Output every record word for word.

*** Opening Data provided ***

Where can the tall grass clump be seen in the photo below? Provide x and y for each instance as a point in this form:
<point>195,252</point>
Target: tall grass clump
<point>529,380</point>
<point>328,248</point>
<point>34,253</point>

*** Closing Data provided ***

## Result of this task
Where can the tall grass clump be seen in the photo below? Provide x and y for each instance as a point in this form:
<point>195,252</point>
Target: tall grass clump
<point>529,380</point>
<point>328,248</point>
<point>34,253</point>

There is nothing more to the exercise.